(Stored records)

####################

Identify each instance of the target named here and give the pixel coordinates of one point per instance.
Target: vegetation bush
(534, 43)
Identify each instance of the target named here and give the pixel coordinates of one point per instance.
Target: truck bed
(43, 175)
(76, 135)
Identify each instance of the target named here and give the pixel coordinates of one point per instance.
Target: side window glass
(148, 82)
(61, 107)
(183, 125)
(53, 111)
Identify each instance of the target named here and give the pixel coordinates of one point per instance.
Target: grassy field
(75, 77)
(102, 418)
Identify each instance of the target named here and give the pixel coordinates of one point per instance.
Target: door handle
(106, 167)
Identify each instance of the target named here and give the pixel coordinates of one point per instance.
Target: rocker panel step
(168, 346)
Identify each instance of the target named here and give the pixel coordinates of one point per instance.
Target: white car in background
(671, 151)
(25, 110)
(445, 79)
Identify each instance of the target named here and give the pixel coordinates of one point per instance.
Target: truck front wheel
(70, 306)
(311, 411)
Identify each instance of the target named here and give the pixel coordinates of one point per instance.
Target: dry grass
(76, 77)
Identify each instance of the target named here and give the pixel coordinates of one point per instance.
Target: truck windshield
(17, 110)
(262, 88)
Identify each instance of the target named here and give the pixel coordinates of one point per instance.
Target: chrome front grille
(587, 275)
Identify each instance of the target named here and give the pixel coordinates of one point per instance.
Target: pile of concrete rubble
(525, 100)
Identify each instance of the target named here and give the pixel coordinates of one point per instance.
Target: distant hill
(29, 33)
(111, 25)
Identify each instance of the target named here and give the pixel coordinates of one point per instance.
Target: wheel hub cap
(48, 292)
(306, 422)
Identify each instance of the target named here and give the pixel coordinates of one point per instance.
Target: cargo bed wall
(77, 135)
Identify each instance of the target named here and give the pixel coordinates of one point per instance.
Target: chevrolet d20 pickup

####################

- Instructions to follow -
Print all the records exactly as written.

- Response area -
Identify each instance of the target named here and give the pixel coordinates of one point per instance.
Target: vegetation bush
(534, 43)
Identify each instance of the target named here and give the pixel coordinates of one point per instance.
Target: truck bed
(43, 175)
(76, 135)
Identify each instance of the target named here and give the pixel coordinates of one point per instance.
Target: side window glass
(148, 82)
(61, 107)
(183, 125)
(53, 111)
Identify each instance of the target named here and give the pixel coordinates of one point per instance.
Target: grassy field
(75, 77)
(102, 418)
Identify each instance of the target named here and give the pixel coordinates of one point per instance.
Target: door handle
(106, 167)
Identify each instance of the target named here and give the pixel coordinates of one point per instance.
Target: rocker panel step
(168, 346)
Identify each instance of the target named here and give the pixel coordinates of one point per instance.
Target: white car in background
(671, 151)
(25, 110)
(445, 79)
Identify each instance of the target named here and give the pixel coordinates of one point per instance.
Target: truck front wheel
(70, 306)
(311, 411)
Identify each instance of the target named here and give the pixel coordinates of one point per instance.
Target: dry grass
(76, 77)
Identify each instance of the target named here and give the pixel coordinates of one point per instance.
Target: truck windshield
(17, 110)
(262, 88)
Identify each instance of the target named here and give the pixel coordinates of one point per instance.
Target: chrome front grille
(587, 275)
Identify each instance of the target named here and give the pixel coordinates of one point per instance.
Target: pile of concrete rubble
(525, 100)
Identify each instance of the target named here and give the pixel coordinates of one point per instance.
Target: distant hill
(29, 33)
(111, 25)
Identify each instance of the target named here and give the pixel coordinates of one point per instance.
Target: wheel hub cap
(48, 292)
(306, 422)
Identify each instance of the target named here and give the pixel coordinates of one point per instance.
Target: cargo bed wall
(77, 135)
Identify each instance of the target named here and give the pixel coordinates of one point per instance.
Target: chevrolet d20 pickup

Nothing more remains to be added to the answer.